*Work request*. Can you restate the records below word for word?
═════ Available data
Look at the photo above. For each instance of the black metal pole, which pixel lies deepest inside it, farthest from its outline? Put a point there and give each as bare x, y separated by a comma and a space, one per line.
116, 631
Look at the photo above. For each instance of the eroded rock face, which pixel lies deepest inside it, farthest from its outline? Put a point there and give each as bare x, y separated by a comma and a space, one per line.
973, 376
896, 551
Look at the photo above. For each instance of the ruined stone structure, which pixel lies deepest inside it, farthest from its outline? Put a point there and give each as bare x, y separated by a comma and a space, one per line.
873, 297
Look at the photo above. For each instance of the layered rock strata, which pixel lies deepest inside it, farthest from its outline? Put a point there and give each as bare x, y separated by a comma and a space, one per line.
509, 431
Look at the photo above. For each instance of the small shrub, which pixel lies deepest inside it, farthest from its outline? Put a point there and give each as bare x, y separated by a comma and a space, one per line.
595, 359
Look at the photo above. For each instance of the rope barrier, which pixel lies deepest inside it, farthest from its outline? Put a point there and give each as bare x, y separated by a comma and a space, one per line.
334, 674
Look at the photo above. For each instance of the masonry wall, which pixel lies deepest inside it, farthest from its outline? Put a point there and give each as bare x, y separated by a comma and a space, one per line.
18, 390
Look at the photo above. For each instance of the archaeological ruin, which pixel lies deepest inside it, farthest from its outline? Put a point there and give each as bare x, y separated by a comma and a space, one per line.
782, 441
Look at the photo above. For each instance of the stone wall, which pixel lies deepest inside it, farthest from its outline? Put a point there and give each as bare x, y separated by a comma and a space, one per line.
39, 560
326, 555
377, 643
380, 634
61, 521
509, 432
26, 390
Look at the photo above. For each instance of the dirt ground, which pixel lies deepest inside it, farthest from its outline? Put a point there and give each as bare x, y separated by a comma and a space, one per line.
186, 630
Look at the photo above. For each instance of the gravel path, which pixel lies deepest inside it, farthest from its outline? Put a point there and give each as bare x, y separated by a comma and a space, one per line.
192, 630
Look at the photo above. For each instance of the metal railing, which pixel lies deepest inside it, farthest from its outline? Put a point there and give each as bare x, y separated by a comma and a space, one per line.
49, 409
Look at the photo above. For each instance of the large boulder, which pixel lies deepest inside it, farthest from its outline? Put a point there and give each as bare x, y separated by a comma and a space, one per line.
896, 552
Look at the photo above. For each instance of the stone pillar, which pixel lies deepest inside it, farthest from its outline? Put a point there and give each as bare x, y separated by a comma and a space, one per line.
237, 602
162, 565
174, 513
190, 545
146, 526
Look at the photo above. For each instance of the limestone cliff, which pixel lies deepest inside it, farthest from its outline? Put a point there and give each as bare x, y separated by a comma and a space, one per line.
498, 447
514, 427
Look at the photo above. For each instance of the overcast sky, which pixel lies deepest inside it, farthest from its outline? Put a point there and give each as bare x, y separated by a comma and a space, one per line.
══════════
*Solved problem*.
Look at the photo above. For each instance of the black metal pole, which pixel lies deepest inside it, farthest from its outline? Put a point there and give each as bare x, y separated by a comma and a space, one per line.
116, 631
Look at the photo above. For each instance of the eroded rock face, which pixel lies deepest inside it, farthest from its outline? Put a point there and give each as bare x, y separated by a comma and a space, one per line.
973, 376
896, 551
Look at the photo above. For each instance of the ruined stone structure, which pixel lies deepest inside it, farthest from its outline? Put a point there and give each as bare x, y separated by a comma and a space, one per line.
873, 297
Look at the photo above. For each instance of the layered rock strata, which pixel lies deepest inside it, farthest from its outline? Put a point there and give each as bare x, y separated by a comma and a space, one per line.
509, 431
Look at the photo above. For each instance of the small shrub, which pixel lies deepest inside it, farthest from its outline? Put a point there and give each as bare x, y separated by a comma and a space, one per line.
595, 359
Look at the photo above. For each instance of the rope barrier, which pixel lies deepest inside it, farthest from its outline? Put a point there and give each as bare x, y separated by a comma and a space, one per line.
334, 674
Look at the photo above. For each instance of the masonry wall, which pixel lies deepest inside it, farthest from its outline? Put a point there and give each as bare x, y separated by a comma and a space, one per line.
18, 390
Look at the photo above. For each instance of the archaeological ruin, which pixel lies deepest inside it, farthest from its outline? Put a point there and give each as bare x, y separated by a comma and a space, one per line.
782, 441
Look at the photo above. For each instance of the stone wall, which pixel lies deepest inside it, farthest from its outline? Put a point there and give each as bare x, y separated by a comma and a space, one per line.
39, 560
326, 555
377, 643
380, 634
61, 521
509, 432
26, 390
Look at the photo above. For each instance of the dirt ground, which pixel lies deepest inside it, farthest from its outline? Put a point there and give each as bare x, y separated by a comma and a space, one per line.
186, 630
Look at the photo above. For each instance of the gravel path, which pixel lies deepest inside it, farthest from its outline? Put a point there and give each as bare x, y separated by a comma and a space, one per line.
192, 630
Look at the photo above. For each instance of the metal railing, which pixel lies deepest inside it, farthest from its outline? Put a point there and give each as bare x, y separated by a comma and a space, one per line.
49, 409
Look at the photo above. For each instance of the large boulder, which pixel lies deepest inside it, farthest from its outline? Put a point there and give each as bare x, y separated by a comma and a space, one per line.
896, 552
Look at the photo above. For each instance of the stone pillar, which pixel lies deepest inside it, farthest from its outline? Put a point there and give each as bare x, y separated by a comma and a space, one per line.
237, 602
162, 565
174, 513
190, 545
146, 526
Look at the photo above. For each instance of the limestone cliff, which pixel lies deepest inside it, farthest from its outline? Put a point there and give each as bare x, y separated by a comma and a space, one per line.
498, 447
514, 427
Look at the photo above. For each instance of the overcast sky, which pixel lies deepest inside it, farthest from its outline? Put a point there and give each as bare x, y separated by a comma and a space, one per line.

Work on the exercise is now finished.